_TEXT EXCERPT_:
§ §
Jacques Rogge has even said that it “can’t continue without improvement” and it has announced a 2.1 million dollar initiative to increase participation of the sport worldwide; a reactionary move again showing that the IOC even recognizes it doesn’t belong, at least not yet.

Ironically, Woman’s Hockey has not advanced as hoped in North America either. Despite the tone of this article, I am looking forward to the Canada/U.S. game. They are evenly matched, legitimately don’t like each other and for them, and unlike the men’s game, this is what they trained their entire life for. The problem is that I care about this game once every four years, and am content to forget about them until 2018 and based on the attendance in the professional leagues in North America, nobody else does either.

Currently, the largest professional league in North America is the Canadian Women’s Hockey League, which has five teams (Brampton, Toronto, Calgary, Montreal and Boston)[vii] which have an average attendance of 200 people per game. Yep, 200. The concession stands must make a mint at those games. Calling the league a professional might be a misnomer too. The players get their travel and equipment paid for, but don’t actually get paid for the games.
§ §
Saved data entries:
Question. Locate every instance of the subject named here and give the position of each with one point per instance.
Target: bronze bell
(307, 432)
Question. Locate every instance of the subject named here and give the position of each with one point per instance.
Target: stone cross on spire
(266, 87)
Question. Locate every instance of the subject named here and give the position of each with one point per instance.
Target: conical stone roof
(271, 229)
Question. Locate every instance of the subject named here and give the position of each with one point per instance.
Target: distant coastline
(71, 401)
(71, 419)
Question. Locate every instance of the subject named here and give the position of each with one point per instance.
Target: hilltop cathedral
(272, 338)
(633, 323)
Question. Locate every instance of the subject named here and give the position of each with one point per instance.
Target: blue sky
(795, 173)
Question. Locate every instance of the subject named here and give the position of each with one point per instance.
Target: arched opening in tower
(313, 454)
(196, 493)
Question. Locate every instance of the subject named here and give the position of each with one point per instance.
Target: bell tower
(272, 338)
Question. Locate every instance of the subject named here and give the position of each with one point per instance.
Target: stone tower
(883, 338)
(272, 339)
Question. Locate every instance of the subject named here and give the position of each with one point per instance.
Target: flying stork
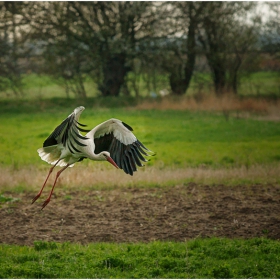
(111, 140)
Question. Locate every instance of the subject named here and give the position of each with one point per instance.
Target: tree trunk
(179, 83)
(114, 73)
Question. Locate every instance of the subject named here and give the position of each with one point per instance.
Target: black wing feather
(127, 157)
(66, 131)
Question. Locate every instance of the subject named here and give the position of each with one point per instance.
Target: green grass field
(265, 83)
(199, 258)
(182, 139)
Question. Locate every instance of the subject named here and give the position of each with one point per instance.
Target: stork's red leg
(40, 192)
(57, 175)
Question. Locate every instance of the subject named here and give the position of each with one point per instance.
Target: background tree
(224, 37)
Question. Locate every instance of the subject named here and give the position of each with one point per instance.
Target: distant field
(255, 84)
(189, 142)
(223, 152)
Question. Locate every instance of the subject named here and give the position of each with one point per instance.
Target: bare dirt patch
(128, 214)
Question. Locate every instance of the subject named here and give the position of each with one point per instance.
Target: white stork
(111, 140)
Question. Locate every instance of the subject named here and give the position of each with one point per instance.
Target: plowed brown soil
(129, 215)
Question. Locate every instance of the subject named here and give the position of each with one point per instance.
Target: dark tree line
(105, 41)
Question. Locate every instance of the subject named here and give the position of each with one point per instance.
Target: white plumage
(111, 140)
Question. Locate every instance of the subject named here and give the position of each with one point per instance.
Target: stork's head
(79, 110)
(106, 156)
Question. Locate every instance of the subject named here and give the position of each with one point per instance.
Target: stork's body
(111, 140)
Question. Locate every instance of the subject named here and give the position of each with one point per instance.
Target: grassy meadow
(229, 141)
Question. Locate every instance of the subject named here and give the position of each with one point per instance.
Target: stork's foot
(46, 203)
(36, 197)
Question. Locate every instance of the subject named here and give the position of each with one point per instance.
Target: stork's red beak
(112, 162)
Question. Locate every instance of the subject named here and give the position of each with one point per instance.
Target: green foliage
(199, 258)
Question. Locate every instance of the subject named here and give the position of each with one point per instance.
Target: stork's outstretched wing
(117, 138)
(68, 130)
(68, 135)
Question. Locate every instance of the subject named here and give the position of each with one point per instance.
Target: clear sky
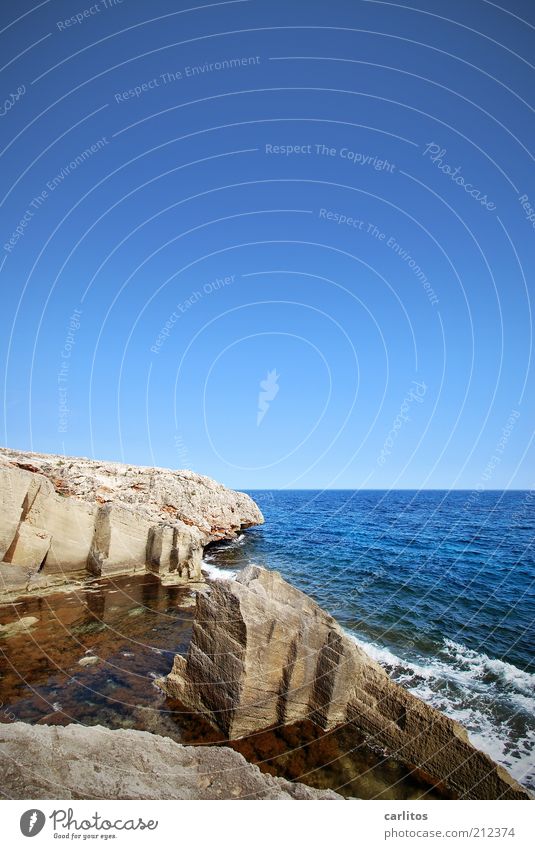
(284, 244)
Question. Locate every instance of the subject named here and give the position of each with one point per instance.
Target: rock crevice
(263, 654)
(63, 519)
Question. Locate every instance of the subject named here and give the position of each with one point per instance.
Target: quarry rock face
(263, 654)
(64, 518)
(74, 762)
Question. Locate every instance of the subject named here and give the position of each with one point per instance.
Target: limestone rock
(14, 628)
(65, 518)
(264, 654)
(75, 762)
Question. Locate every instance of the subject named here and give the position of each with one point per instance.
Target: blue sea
(436, 586)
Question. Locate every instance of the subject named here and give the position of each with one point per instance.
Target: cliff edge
(69, 518)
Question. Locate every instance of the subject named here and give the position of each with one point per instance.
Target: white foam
(217, 574)
(475, 683)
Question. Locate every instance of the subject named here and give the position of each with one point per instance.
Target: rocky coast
(66, 519)
(260, 660)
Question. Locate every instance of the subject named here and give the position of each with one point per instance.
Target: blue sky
(284, 248)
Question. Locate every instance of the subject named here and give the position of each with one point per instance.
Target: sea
(438, 587)
(435, 586)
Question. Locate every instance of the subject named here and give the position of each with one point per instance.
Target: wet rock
(11, 629)
(263, 654)
(74, 762)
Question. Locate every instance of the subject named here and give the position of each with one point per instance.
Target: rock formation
(75, 762)
(63, 518)
(263, 654)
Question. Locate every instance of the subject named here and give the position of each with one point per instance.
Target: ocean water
(436, 586)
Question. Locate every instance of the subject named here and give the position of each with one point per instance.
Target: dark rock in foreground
(76, 762)
(264, 655)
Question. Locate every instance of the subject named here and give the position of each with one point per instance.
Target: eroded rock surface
(65, 517)
(75, 762)
(263, 654)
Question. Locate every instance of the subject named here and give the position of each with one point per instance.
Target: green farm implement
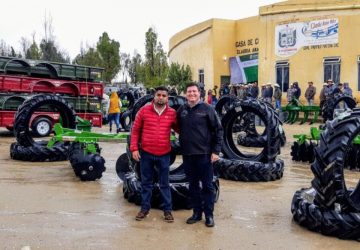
§ §
_EXERCISE TASKS_:
a – Answer these questions from the women's hockey text, one per line:
(i) How much money is the initiative to increase participation in the sport worldwide?
(ii) Which two countries play the game the writer is looking forward to?
(iii) What is the average attendance per game in the Canadian Women's Hockey League?
b – Carry on the women's hockey text, starting after its last sentence.
The listing is material apart from the women's hockey text.

_THE REPLIES_:
a –
(i) 2.1 million dollars
(ii) Canada and the U.S.
(iii) 200 people

b –
Conversely, the WNBA has turned the corner in terms of popularity and skill level, whereby legitimate sporting stars have been made. Women’s Soccer failed in a recent incarnation but still average an attendance of 3,500 per game. It was resurrected in the form of the National Women’s Soccer League which has a healthier financial backer and eight teams. Both Women’s Basketball and Women’s Soccer have proven to matter in the Olympics, but those have translated into a true expansion of the sport…unlike Women’s Hockey which has shown zero evidence of ever being viable on the professional level.

So here we are in 2014, with only one game that people want to see, the same as it was in 1998. One day, there will be a time where this sport will belong in the Olympics, and the continued bi-annual World Championships and other tournaments will flush that out. Until that time but in NHL Live on your PlayStation and play on the easy mode; it will be more competitive.


[i] Okay, Women’s Beach Volleyball holds my attention for obvious reasons.
[ii] I have always found it fascinating how for one minute I will think “Yes, we got a Bronze in Women’s 48KG Freestyle Wrestling”, and a minute later that just becomes a Bronze in the Canada category without remembering how it got there.
[iii] Want to eliminate controversies? Put them all on the ice at the same time and the last one standing wins.
[iv] They barely come to the World Baseball Classic which was designed to replicate the World Cup of Soccer. When the United States the home of the sport barely cares about it, what is the point of it at all?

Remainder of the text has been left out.